DIRECTIONS FOR THIS TASK: The records below must be transcribed exactly. Do not include the pictures.

INPUT:
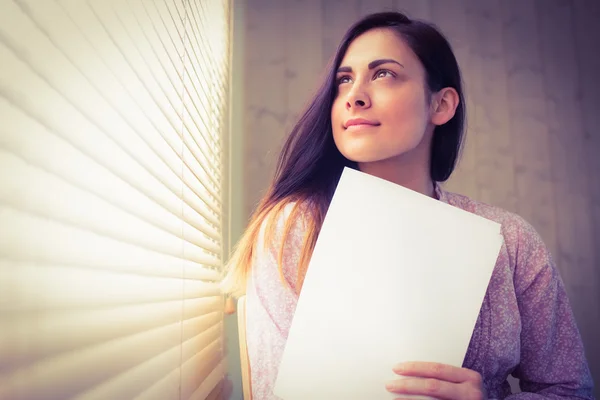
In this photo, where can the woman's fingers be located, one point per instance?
(427, 387)
(438, 371)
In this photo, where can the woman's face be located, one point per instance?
(381, 109)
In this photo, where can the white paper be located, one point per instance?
(395, 276)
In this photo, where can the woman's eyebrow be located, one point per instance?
(372, 64)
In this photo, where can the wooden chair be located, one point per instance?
(245, 362)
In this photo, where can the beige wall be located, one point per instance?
(531, 73)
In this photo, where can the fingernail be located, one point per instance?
(399, 367)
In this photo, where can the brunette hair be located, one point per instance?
(310, 165)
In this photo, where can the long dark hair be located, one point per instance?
(310, 165)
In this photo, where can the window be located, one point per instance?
(112, 169)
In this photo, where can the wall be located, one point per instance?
(530, 69)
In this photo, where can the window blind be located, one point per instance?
(112, 120)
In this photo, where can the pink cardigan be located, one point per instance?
(525, 327)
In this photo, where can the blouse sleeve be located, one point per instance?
(271, 298)
(553, 363)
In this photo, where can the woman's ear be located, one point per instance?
(443, 105)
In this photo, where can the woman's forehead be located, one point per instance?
(376, 44)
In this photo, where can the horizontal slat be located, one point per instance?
(217, 393)
(65, 376)
(59, 332)
(131, 51)
(35, 238)
(67, 288)
(39, 192)
(72, 373)
(137, 380)
(111, 190)
(52, 153)
(197, 369)
(216, 375)
(76, 104)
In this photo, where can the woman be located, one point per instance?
(392, 106)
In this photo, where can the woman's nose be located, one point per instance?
(358, 100)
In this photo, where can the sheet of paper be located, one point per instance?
(395, 276)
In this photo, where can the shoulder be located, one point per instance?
(280, 243)
(527, 253)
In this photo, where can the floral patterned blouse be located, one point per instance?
(525, 326)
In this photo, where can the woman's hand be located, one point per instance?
(439, 381)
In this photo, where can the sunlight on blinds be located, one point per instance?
(111, 198)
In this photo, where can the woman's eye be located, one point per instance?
(343, 79)
(383, 73)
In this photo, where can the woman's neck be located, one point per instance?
(400, 170)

ANSWER BOX:
In this photo, where can the woman's fingers be located, one point per instance?
(427, 387)
(438, 371)
In this photo, where can the woman's face be located, one point per instance?
(381, 109)
In this photo, where can the white paper be located, one point per instance?
(395, 276)
In this photo, where can the woman's eyebrow be located, one point per instance?
(372, 64)
In this photo, where can the wooden chair be located, one point per instance?
(245, 362)
In this photo, where can the beige wall be located, one point per instance?
(531, 73)
In this photo, where can the fingernail be located, one point per instance?
(399, 367)
In this photo, where can the brunette hair be located, one point per instance?
(310, 165)
In this photo, where can the long dark hair be located, one point per instance?
(310, 165)
In this photo, where can the window be located, one point per instance?
(112, 169)
In this photo, where can the wall be located, one point per instance?
(530, 69)
In this photo, where can the window blind be located, one point per instance?
(112, 120)
In this photo, where can the pink cardigan be located, one point per instance?
(525, 327)
In this photo, where can the blouse sleeve be located, one point per instance?
(271, 298)
(553, 363)
In this photo, where can the woman's ear be located, one point per instance?
(443, 105)
In this photo, where can the woman's forehead be located, one point per instance?
(376, 44)
In this photo, where can the horizontal slat be located, one point per instance?
(217, 393)
(65, 376)
(59, 332)
(131, 51)
(35, 238)
(67, 288)
(39, 192)
(72, 373)
(137, 380)
(111, 190)
(52, 153)
(197, 369)
(216, 375)
(76, 104)
In this photo, where can the woman be located, one point per instance?
(392, 106)
In this photo, where can the woman's nose be located, one point per instance?
(358, 100)
In this photo, where can the sheet of paper be located, one point per instance?
(395, 276)
In this photo, where can the shoulder be located, one point per instance?
(280, 243)
(527, 253)
In this photo, where can the floral patterned blouse be located, one point per instance?
(525, 326)
In this photo, where can the woman's hand be located, one point per instance?
(439, 381)
In this photo, where can the sunlight on blinds be located, one point per instance?
(111, 198)
In this photo, where can the woman's eye be located, one point per instance?
(343, 79)
(383, 73)
In this photo, where can the woman's neck be located, one point per instance?
(400, 170)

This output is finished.